◆ Goal of the exercise
In the rows below, copy the part that opens with the line containing "the carrot slice" and runs through the end of the rows, substituting "Target" for every "Query" and changing nothing else.

====== Record excerpts

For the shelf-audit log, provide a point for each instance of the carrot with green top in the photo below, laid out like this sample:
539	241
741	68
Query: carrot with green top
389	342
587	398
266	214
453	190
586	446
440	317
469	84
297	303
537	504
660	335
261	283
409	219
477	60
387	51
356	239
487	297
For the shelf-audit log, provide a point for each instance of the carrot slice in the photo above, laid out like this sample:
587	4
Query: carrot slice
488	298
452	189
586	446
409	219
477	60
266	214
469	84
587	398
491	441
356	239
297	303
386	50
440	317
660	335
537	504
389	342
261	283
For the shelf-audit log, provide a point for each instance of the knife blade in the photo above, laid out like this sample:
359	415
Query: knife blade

============

◆ Solution for this task
For the shelf-audit log, provide a point for each instance of the carrot slice in the photo above, laid out like this sample:
587	4
Target: carrot slice
488	298
452	189
586	446
409	219
477	60
266	214
469	84
587	398
491	441
356	239
297	303
386	50
440	317
660	335
537	504
389	342
261	283
For the shelf-audit log, provide a point for each instance of the knife blade in the photo above, laid out like this sample:
359	415
Target: knife blade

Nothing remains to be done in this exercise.